TASK GOAL: Repeat exactly the lines that run from the one containing "Place a marker on the yellow" to the end of the data, and leave out all others.

DATASET RECORDS:
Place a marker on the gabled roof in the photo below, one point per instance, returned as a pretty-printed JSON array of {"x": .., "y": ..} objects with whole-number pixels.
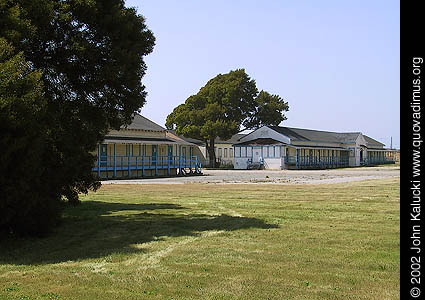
[
  {"x": 142, "y": 123},
  {"x": 299, "y": 134},
  {"x": 234, "y": 139}
]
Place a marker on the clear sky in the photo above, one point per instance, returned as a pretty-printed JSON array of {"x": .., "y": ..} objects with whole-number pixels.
[{"x": 337, "y": 63}]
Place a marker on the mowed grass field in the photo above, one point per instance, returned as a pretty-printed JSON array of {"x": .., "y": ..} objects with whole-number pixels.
[{"x": 194, "y": 241}]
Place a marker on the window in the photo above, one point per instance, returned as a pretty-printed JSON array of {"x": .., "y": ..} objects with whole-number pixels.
[
  {"x": 277, "y": 151},
  {"x": 243, "y": 151},
  {"x": 264, "y": 152}
]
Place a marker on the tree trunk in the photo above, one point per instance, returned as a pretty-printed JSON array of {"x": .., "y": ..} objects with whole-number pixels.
[{"x": 211, "y": 153}]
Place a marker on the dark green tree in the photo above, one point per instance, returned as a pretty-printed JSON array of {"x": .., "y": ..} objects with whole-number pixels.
[
  {"x": 88, "y": 55},
  {"x": 227, "y": 104}
]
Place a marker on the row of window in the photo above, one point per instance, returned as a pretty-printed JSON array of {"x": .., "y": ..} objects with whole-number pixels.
[
  {"x": 223, "y": 152},
  {"x": 265, "y": 151}
]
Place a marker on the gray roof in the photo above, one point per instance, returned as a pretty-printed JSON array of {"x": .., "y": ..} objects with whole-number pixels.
[
  {"x": 305, "y": 135},
  {"x": 371, "y": 142},
  {"x": 142, "y": 123},
  {"x": 234, "y": 139}
]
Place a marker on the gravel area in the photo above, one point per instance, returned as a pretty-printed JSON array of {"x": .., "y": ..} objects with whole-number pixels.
[{"x": 274, "y": 176}]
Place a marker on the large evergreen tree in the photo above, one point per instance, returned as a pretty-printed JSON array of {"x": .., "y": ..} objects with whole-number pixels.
[
  {"x": 227, "y": 104},
  {"x": 81, "y": 62}
]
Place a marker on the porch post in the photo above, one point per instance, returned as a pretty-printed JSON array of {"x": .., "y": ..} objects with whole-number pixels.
[
  {"x": 128, "y": 160},
  {"x": 156, "y": 160},
  {"x": 143, "y": 160}
]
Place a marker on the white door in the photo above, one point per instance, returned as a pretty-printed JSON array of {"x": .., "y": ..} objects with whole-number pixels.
[{"x": 256, "y": 154}]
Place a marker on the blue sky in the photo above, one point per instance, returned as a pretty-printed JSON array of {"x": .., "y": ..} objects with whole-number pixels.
[{"x": 337, "y": 63}]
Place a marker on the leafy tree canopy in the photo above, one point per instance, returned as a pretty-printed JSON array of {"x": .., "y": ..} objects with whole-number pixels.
[
  {"x": 226, "y": 105},
  {"x": 80, "y": 63}
]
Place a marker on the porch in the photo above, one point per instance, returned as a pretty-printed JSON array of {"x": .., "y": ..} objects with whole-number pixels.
[
  {"x": 146, "y": 166},
  {"x": 142, "y": 158}
]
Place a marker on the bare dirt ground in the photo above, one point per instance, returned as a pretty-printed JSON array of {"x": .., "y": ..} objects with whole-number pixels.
[{"x": 274, "y": 176}]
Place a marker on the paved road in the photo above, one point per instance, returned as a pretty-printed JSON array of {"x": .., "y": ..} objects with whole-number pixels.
[{"x": 274, "y": 176}]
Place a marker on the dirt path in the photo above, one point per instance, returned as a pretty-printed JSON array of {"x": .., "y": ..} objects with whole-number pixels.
[{"x": 274, "y": 176}]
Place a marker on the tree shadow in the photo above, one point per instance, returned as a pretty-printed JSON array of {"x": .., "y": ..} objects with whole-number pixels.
[{"x": 97, "y": 229}]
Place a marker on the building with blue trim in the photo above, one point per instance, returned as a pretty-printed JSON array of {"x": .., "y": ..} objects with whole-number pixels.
[
  {"x": 144, "y": 149},
  {"x": 276, "y": 147}
]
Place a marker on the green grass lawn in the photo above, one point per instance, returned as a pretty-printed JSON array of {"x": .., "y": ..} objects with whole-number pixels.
[{"x": 194, "y": 241}]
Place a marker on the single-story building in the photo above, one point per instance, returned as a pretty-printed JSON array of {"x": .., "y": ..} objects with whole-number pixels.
[
  {"x": 276, "y": 147},
  {"x": 144, "y": 149},
  {"x": 223, "y": 148}
]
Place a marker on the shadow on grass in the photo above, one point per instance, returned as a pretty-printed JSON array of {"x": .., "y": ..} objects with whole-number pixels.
[{"x": 98, "y": 229}]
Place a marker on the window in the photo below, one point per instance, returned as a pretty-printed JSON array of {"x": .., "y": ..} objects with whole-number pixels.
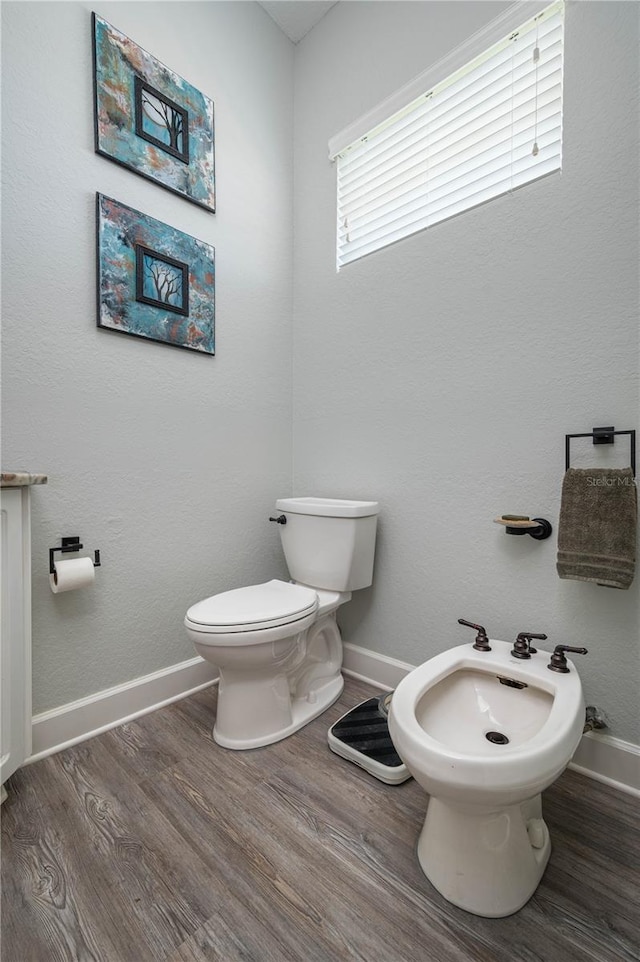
[{"x": 489, "y": 127}]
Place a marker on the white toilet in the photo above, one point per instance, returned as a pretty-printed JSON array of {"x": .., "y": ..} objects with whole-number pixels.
[
  {"x": 484, "y": 733},
  {"x": 277, "y": 645}
]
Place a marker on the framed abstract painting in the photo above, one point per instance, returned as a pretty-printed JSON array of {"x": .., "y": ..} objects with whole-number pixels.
[
  {"x": 149, "y": 119},
  {"x": 153, "y": 281}
]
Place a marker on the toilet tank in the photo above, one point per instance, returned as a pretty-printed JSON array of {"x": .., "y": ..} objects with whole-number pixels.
[{"x": 329, "y": 543}]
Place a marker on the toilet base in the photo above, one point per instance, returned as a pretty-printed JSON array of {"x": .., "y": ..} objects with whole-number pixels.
[
  {"x": 297, "y": 713},
  {"x": 488, "y": 863}
]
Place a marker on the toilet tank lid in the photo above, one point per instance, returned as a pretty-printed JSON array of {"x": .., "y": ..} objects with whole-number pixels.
[{"x": 328, "y": 507}]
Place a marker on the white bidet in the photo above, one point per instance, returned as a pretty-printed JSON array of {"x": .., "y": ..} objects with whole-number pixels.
[{"x": 485, "y": 733}]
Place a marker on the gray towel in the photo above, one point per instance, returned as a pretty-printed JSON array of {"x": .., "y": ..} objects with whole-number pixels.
[{"x": 597, "y": 529}]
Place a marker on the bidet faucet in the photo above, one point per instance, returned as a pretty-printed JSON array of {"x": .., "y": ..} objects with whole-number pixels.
[
  {"x": 482, "y": 642},
  {"x": 558, "y": 659},
  {"x": 522, "y": 647}
]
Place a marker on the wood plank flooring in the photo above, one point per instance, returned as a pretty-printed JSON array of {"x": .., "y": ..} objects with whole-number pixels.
[{"x": 150, "y": 843}]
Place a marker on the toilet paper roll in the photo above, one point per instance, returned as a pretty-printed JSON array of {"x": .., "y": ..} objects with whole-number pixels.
[{"x": 72, "y": 574}]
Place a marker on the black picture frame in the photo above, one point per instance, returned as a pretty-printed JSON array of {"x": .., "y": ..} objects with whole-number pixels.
[
  {"x": 146, "y": 254},
  {"x": 122, "y": 72},
  {"x": 141, "y": 88}
]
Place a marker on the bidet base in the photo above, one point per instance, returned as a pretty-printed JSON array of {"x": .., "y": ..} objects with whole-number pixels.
[
  {"x": 276, "y": 708},
  {"x": 488, "y": 863}
]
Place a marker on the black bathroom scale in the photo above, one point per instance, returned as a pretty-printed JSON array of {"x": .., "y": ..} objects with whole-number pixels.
[{"x": 362, "y": 736}]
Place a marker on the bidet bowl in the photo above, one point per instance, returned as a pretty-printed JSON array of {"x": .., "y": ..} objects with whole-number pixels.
[{"x": 443, "y": 711}]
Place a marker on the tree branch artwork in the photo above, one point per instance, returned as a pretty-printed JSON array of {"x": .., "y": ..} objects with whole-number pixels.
[
  {"x": 161, "y": 281},
  {"x": 161, "y": 114},
  {"x": 166, "y": 280}
]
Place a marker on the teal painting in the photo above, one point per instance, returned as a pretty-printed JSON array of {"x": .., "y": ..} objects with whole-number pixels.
[
  {"x": 154, "y": 281},
  {"x": 149, "y": 119}
]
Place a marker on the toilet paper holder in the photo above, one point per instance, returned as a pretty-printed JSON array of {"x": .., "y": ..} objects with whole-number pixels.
[{"x": 70, "y": 544}]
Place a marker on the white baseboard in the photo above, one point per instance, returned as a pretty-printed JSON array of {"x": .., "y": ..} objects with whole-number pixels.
[
  {"x": 602, "y": 757},
  {"x": 609, "y": 760},
  {"x": 369, "y": 666},
  {"x": 62, "y": 727}
]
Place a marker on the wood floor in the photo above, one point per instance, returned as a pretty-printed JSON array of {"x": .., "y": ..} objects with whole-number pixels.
[{"x": 152, "y": 844}]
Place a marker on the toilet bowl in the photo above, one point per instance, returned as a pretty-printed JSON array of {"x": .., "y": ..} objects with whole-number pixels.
[
  {"x": 484, "y": 734},
  {"x": 277, "y": 645}
]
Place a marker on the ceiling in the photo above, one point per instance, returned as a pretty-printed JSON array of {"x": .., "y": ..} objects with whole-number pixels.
[{"x": 296, "y": 17}]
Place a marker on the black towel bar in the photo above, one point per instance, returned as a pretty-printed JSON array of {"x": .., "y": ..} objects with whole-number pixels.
[{"x": 602, "y": 436}]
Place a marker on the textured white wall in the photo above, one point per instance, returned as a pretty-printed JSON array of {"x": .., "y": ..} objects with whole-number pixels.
[
  {"x": 441, "y": 375},
  {"x": 166, "y": 460}
]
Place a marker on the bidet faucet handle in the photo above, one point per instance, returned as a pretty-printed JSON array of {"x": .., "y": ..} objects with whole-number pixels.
[
  {"x": 523, "y": 643},
  {"x": 482, "y": 642},
  {"x": 558, "y": 659}
]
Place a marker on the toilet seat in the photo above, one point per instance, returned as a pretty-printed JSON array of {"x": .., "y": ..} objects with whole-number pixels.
[{"x": 254, "y": 608}]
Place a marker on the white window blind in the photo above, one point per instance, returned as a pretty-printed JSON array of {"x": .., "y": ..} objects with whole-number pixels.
[{"x": 490, "y": 127}]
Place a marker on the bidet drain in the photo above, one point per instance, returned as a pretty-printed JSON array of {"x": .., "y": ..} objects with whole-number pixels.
[{"x": 497, "y": 738}]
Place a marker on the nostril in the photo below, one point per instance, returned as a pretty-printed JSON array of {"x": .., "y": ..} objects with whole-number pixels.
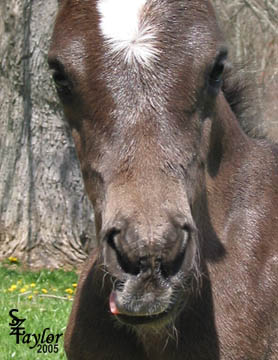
[{"x": 116, "y": 243}]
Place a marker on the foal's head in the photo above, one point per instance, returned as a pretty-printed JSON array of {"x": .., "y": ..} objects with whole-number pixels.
[{"x": 137, "y": 80}]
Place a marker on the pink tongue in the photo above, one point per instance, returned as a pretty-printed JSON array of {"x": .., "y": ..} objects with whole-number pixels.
[{"x": 112, "y": 304}]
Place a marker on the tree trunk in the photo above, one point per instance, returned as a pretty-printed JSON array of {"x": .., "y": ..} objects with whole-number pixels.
[{"x": 45, "y": 216}]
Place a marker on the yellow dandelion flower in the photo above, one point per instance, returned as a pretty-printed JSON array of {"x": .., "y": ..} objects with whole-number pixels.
[
  {"x": 12, "y": 288},
  {"x": 69, "y": 291}
]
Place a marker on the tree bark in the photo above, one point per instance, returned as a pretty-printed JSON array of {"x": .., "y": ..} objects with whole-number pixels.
[{"x": 45, "y": 216}]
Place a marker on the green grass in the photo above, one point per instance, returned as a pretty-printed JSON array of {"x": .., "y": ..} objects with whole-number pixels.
[{"x": 44, "y": 298}]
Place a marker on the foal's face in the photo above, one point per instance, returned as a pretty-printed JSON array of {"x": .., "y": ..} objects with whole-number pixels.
[{"x": 137, "y": 80}]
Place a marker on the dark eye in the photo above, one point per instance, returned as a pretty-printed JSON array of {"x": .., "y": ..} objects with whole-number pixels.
[
  {"x": 216, "y": 73},
  {"x": 215, "y": 77},
  {"x": 62, "y": 83}
]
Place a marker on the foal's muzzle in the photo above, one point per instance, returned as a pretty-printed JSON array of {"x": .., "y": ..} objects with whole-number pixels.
[{"x": 148, "y": 276}]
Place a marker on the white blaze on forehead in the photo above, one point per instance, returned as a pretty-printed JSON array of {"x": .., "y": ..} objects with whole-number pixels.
[{"x": 125, "y": 30}]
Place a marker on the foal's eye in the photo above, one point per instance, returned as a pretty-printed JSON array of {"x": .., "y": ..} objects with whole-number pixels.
[
  {"x": 62, "y": 83},
  {"x": 216, "y": 73}
]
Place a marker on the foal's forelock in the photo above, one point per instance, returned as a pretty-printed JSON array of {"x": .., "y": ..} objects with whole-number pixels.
[{"x": 127, "y": 30}]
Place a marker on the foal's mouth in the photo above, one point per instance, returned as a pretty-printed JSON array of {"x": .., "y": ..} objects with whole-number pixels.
[{"x": 134, "y": 319}]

RESULT OF THE TASK:
Place a marker on the yellow dandelion flower in the photo above, one point per instance, returned as a pretty-printed JSON array of {"x": .., "y": ..} objects with whole-number pixels.
[
  {"x": 12, "y": 288},
  {"x": 69, "y": 291}
]
Place a marker on the tree bark in the photo above, one point per instance, returned as a pretty-printed JSON array of {"x": .., "y": ..} objects with whole-number pixels.
[{"x": 45, "y": 216}]
Place a marker on the green grass in the photo above, one point per instance, returned as a pretty-printed JSON array of {"x": .., "y": ..} objects with whole-number pixels.
[{"x": 44, "y": 298}]
Place a marker on the foal's face in the photo above, one point per instance, returned as a pretty-printed JSON array of {"x": .., "y": ..} objects with whole-number pixels.
[{"x": 137, "y": 80}]
Place a marker on the dark eye in the photo above, one point per instance, returned as a pretty-printed JSON array of {"x": .., "y": ..} objects with whole-number pixels.
[
  {"x": 216, "y": 73},
  {"x": 215, "y": 77},
  {"x": 62, "y": 83}
]
Place a marker on the foal's muzzle in the photo above, one point per instance, returned as a pretty-printed JSON array of {"x": .., "y": ..} objects with whole-number pixels.
[{"x": 148, "y": 276}]
Place a marker on the white blaze on forehead in the photo above, one point per instance, returned as a pretty-printed JSON array of {"x": .., "y": ..} objects with whole-number pixels.
[{"x": 125, "y": 30}]
Place a marker on the foal's eye in the photo above, one point per instance, returned as a pretty-printed JSON array of {"x": .., "y": ..} objects with whole-number pixels.
[
  {"x": 62, "y": 83},
  {"x": 216, "y": 73}
]
Place a marker on the foal's forelock in the photo above, one point per instance, returned as a pretty-printed JSON array of {"x": .., "y": ..} objects with whole-number pixels.
[{"x": 127, "y": 30}]
Place a marker on the foal's mouth in the photo above, one point per instance, returned as a pretty-printed JSON array of {"x": .., "y": ..} objects with whole-number pixels.
[{"x": 134, "y": 319}]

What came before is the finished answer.